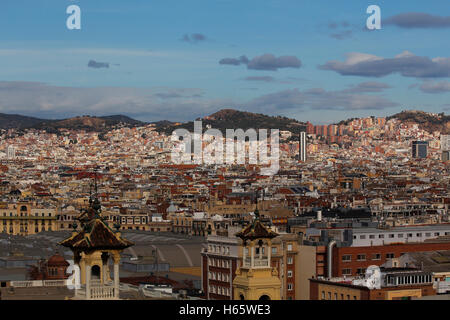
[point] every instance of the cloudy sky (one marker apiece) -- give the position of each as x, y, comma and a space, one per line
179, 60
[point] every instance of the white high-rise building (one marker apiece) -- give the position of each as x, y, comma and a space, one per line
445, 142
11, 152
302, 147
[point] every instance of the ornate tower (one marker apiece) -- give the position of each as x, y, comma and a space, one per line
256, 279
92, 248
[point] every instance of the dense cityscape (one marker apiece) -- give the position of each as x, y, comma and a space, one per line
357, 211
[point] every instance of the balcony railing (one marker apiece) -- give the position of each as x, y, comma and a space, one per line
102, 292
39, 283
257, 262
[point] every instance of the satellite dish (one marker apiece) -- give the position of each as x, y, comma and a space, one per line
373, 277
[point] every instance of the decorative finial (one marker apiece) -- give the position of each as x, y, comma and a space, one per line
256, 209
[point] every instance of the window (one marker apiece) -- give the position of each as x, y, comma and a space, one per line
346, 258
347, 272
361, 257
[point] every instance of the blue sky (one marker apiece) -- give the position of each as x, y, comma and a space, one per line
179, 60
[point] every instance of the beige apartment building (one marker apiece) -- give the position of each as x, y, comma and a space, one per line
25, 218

---

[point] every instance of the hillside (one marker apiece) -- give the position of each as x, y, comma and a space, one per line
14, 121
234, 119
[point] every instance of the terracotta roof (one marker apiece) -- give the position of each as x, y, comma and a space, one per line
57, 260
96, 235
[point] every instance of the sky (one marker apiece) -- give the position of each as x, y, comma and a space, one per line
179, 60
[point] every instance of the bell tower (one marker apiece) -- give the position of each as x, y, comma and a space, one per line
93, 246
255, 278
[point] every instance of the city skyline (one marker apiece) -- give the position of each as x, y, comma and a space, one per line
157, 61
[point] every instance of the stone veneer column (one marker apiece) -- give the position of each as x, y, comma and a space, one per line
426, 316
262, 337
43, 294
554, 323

==

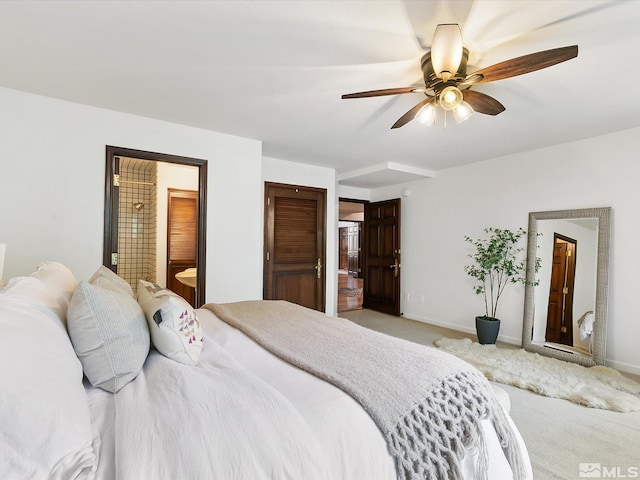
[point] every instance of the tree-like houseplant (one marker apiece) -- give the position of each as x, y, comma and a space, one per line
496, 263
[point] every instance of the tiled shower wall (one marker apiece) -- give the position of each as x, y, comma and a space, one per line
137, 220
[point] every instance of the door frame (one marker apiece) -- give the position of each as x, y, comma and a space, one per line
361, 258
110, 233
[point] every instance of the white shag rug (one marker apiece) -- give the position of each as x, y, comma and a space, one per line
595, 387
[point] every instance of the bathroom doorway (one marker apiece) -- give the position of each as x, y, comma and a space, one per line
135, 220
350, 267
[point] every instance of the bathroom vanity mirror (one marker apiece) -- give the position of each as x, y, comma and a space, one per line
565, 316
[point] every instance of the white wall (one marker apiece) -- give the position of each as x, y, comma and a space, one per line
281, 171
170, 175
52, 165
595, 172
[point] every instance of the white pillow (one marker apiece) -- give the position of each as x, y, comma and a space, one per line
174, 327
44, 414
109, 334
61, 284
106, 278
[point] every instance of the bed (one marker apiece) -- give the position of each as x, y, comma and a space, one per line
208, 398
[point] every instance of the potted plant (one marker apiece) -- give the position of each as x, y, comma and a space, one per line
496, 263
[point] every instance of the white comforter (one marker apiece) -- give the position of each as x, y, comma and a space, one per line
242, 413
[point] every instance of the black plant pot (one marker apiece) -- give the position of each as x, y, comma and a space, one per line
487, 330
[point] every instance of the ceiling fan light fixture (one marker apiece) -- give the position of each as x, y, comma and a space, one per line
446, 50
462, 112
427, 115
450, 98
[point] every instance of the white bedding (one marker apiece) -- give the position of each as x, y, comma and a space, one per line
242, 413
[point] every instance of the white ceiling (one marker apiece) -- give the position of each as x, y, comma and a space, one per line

WHAT IS REQUIRED
From the line containing "[point] every instance of the white bedding" down to the line containing "[point] every instance of the white ceiling" in the material above, reproduce every line exactly, including the two end lines.

RESPONSE TO THE TASK
[point] every instance of the white bedding (one marker apiece) -- give the position of each as x, y, comma and a space, one per line
242, 413
[point] every instance of the white ceiling (one marker apiece) -- give the position of each as x, y, comma and a space, one per line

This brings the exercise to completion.